I noticed one theme running through your post if you can't get a solo you do your own thing, you don't like jamming well how about sitting down with two or three musicians playing a couple of songs the way they like and then saying to them something like this " that last song we did when we get to the middle or wherever why don't we try this" then play some of your stuff and see if you can get some interest and feedback from the others there. Jamming is as much about exchanging ideas as it is about playing a song as it was written or doing your own thing. Jamming with cd's you hit a tough spot and then play your own thing, how about stopping, going back to the song and when you hit that tough spot play some of your stuff then go right back into the song again without stopping, you like to improv. who says you have to play the entire song just like the original that's what jamming is all about. Jamming is experimenting, feeding off the music, feeding off the music in your head and feeding off other musicians not just playing your own stuff. When you're jamming you should be listening to the other people there, talking to them asking questions giving out some of your ideas. To be a complete musician you have to learn to listen, ask, talk, compromise, don't be all about yourself but be yourself and play the way you feel best shows your talent.


----------



## Adcandour (Apr 21, 2013)

Well, sure. Of course people are gonna get upset if you're trying to play a song and then choose to do what you like over top of parts you don't know. Firstly, Is it a skill thing or a memory thing? It's not an ADD thing when you're there.

I think you should try out 'tab pro', since it's much nicer than using strictly tab. You still have to be able to concentrate though. My suggestion for this - and you're not gonna like it - is to do the following for 15 minutes a day:

1) Pick an area in the house where you'll be left a lone
2) Set a timer for 10 minutes
3) get comfortable in a chair
4) don't move a muscle for any reason for 10 minutes
5) Once you master the above, try eliminating any thought that enters your head. best thing to do is focus on the sound of your breathing. 
6) kick it up to 15 minutes

When you're done doing the above, you'll be able to focus on tab for certain. The hardest part is to not have a thought (it may take weeks - but what's 10 minutes a day?). It all sounds crappy, but it works. And, if you really want it bad enough, you'll do it.

* _DIRECTION A_: In the forum thread on jamming, what does Adcandour say is the best thing to focus on when trying to eliminate any thought that enters your head?

[Collected data entries]
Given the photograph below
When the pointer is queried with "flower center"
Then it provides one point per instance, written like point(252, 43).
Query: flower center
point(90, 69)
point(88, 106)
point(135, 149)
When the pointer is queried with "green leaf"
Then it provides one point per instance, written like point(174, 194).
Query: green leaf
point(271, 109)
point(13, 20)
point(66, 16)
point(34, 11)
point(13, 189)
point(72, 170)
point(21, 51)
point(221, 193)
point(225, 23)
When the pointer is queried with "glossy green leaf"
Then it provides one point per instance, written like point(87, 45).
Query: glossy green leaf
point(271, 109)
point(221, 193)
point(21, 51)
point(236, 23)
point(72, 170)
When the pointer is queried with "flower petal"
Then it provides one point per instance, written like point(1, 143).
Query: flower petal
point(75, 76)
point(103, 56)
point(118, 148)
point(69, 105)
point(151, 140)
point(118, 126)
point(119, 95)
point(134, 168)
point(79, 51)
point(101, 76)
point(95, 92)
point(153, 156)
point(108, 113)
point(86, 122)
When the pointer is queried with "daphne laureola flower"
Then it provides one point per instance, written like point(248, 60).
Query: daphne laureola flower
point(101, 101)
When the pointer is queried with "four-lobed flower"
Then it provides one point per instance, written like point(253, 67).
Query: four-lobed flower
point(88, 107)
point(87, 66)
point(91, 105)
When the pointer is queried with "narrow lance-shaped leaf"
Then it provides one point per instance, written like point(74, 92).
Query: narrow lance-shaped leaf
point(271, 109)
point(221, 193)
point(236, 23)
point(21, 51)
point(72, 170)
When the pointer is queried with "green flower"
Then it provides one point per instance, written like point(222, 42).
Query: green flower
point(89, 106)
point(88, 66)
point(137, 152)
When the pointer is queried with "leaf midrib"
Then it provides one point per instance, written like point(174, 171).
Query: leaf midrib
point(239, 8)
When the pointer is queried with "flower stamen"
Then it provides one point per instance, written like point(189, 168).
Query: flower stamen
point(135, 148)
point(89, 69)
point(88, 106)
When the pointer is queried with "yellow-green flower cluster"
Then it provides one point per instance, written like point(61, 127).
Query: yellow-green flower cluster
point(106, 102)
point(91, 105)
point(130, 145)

* _DIRECTION B_: Starting at the beginning of the records and ending at the line containing "point(135, 149)", write those lines out again, requests included. Multiply each point coordinate in the answers by 2.4 and round it to a whole number, with halves rounded up, while leaving the numbers in the requests and their format samples unchanged.

* _WORKED SOLUTION A_: The sound of your breathing.

* _WORKED SOLUTION B_:
Given the photograph below
When the pointer is queried with "flower center"
Then it provides one point per instance, written like point(252, 43).
Query: flower center
point(216, 166)
point(211, 254)
point(324, 358)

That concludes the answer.